» **Work to be completed**:
For each statement below, say whether it agrees with the text on microRNAs and neuron reprogramming, answering yes or no and quoting the text's deciding words. (a) Injecting NeuroD1 into an injured mouse brain turns glial cells into functional neurons. (b) The mechanism behind this reprogramming process is well understood. (c) MicroRNAs are harder to deliver to injured cells than transcription factors.

» **Provided text**:
'''

Previous research led by Li’s colleagues at Penn State revealed that injecting a transcription factor called NeuroD1 into an injured mouse brain converts glial cells into functional neurons. However, the mechanism behind this reprogramming process is unclear.
“I believe that microRNAs, which play a pivotal role during neurodevelopment, are also essential to the reprograming process,” said Li. “With this grant, I plan to systematically identify which of the many types of microRNA are most involved in this process. Then I will consider how to use microRNAs to initiate reprogramming.”
While transcription factors require complex systems to be delivered to injured cells, microRNAs can be delivered much more easily. MicroRNAs are small molecules and can be chemically synthesized, so they theoretically could be developed into synthetic drugs and modified to improve potency, efficiency, and specificity.
Li also plans to investigate how to reprogram glial cells into different types of neurons.
“In order to form optimal neuronal circuitry for functional repair, one would assume that we need both excitatory and inhibitory neurons, which perform different roles in the nervous system,” said Li. “We hypothesize that we can use microRNAs to generate diversified neuronal subtypes from this reprogramming process.”

'''

» **Provided information**:
'''

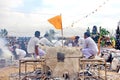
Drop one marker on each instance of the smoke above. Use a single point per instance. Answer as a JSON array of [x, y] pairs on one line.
[[4, 51]]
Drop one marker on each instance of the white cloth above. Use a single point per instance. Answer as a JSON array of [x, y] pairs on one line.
[[45, 41], [40, 53], [81, 42], [90, 47], [21, 53], [114, 64], [34, 41]]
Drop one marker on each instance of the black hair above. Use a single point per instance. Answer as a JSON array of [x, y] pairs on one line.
[[37, 33]]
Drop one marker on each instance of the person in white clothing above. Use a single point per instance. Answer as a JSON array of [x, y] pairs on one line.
[[45, 41], [33, 45], [90, 47], [20, 53]]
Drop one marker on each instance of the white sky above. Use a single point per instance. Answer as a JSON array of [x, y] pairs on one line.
[[23, 17]]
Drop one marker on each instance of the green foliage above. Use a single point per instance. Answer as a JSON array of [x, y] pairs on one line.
[[104, 32]]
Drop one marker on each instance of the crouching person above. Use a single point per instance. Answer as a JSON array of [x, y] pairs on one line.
[[90, 47], [33, 46]]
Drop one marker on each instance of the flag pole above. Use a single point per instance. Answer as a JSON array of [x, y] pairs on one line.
[[61, 31]]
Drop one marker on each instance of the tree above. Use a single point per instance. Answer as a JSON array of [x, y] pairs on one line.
[[117, 46], [3, 32]]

'''

» **Your solution**:
(a) Yes: "injecting a transcription factor called NeuroD1 into an injured mouse brain converts glial cells into functional neurons"
(b) No: "the mechanism behind this reprogramming process is unclear"
(c) No: "microRNAs can be delivered much more easily"